*TEXT BLOCK*:

•••••

2. Import Pre-built Dashboards:
Many excellent pre-built dashboards are available on Grafana.com for Node Exporter, PostgreSQL Exporter, and general system monitoring. Search for “Node Exporter Full” and “PostgreSQL” dashboards. Import these via the Grafana UI (Configuration -> Dashboards -> Import).
3. Create Custom Dashboards:
For WordPress-specific metrics or combined views, create custom dashboards. Key panels to include:
- Web Server Overview: Request rate, error rate (5xx, 4xx), response time percentiles (P95, P99).
- PHP-FPM Performance: Active processes, idle processes, request duration, slow requests.
- PostgreSQL Cluster Health: Replication lag, active connections, query latency, cache hit ratio, CPU/Memory usage per node.
- System Resources: CPU, Memory, Disk I/O, Network traffic per instance.
- WordPress Health Check Status: A simple gauge showing the overall health status from your custom script.
Use PromQL queries to populate these panels. For example, to show the P95 response time for your web servers:
histogram_quantile(0.95, sum(rate(http_server_requests_seconds_bucket[5m])) by (le, instance))
And to show PostgreSQL replication lag:
avg by (instance) (rate(pg_replication_lag_seconds[5m]))
Advanced Considerations and Best Practices
1. High Availability for Monitoring: Ensure your Prometheus and Alertmanager instances are themselves highly available. Consider running multiple Prometheus instances behind a load balancer or using Thanos/Cortex for long-term storage and global view.
2. Service Discovery: For dynamic environments, use Prometheus’s service discovery mechanisms (e.g., Linode’s API, Kubernetes SD) instead of static configurations.
3. Log Aggregation: Complement metrics with centralized logging (e.g., ELK stack, Loki). Metrics tell you *what* is happening, logs tell you *why*.
4. Performance Tuning: Use the collected metrics to identify bottlenecks. For PostgreSQL, this might involve tuning shared_buffers, work_mem, or analyzing slow queries with `pg_stat_statements`. For WordPress, optimize PHP configuration, caching plugins, and consider a CDN.
5. Security: Secure your monitoring endpoints. Use firewalls to restrict access to Prometheus, Alertmanager, and exporters. Consider authentication for sensitive metrics.
6. Regular Review: Periodically review your alerts and dashboards. Are they still relevant? Are there too many false positives? Adjust thresholds and rules as your application evolves.

•••••

*EXTRACTED ENTRIES*:

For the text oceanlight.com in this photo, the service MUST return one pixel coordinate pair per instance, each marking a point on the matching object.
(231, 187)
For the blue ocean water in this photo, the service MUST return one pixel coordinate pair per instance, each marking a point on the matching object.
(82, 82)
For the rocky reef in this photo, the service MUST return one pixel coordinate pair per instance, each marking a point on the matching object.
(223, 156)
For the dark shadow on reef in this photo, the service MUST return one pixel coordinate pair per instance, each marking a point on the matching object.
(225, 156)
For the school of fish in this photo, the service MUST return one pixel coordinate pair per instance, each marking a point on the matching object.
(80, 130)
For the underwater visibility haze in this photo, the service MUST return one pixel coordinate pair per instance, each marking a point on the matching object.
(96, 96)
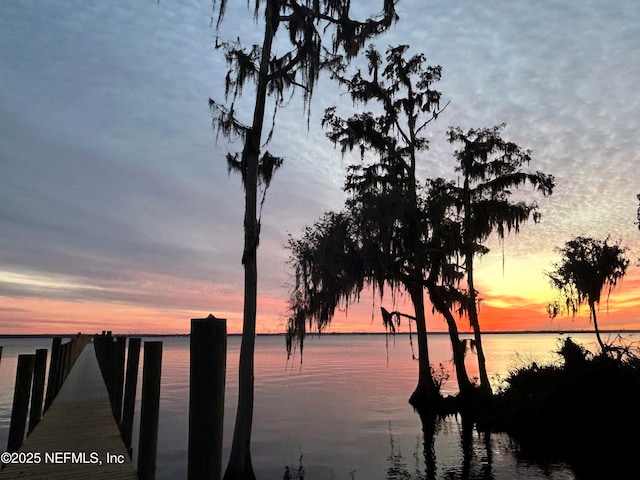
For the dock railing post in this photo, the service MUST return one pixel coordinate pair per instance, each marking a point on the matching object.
(149, 410)
(117, 378)
(37, 392)
(131, 384)
(208, 355)
(53, 370)
(22, 391)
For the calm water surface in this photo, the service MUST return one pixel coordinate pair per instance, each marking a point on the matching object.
(343, 412)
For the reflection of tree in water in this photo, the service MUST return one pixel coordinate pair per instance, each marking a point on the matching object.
(398, 468)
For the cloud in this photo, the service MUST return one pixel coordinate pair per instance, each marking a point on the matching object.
(113, 187)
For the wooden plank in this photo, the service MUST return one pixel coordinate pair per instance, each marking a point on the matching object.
(77, 433)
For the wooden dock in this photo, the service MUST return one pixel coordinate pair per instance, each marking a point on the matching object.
(78, 437)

•••••

*CHALLENGE*: In the monitoring text, what menu path does it give for importing dashboards through the Grafana UI? Work only from the monitoring text.

*PROBLEM SOLUTION*: Configuration -> Dashboards -> Import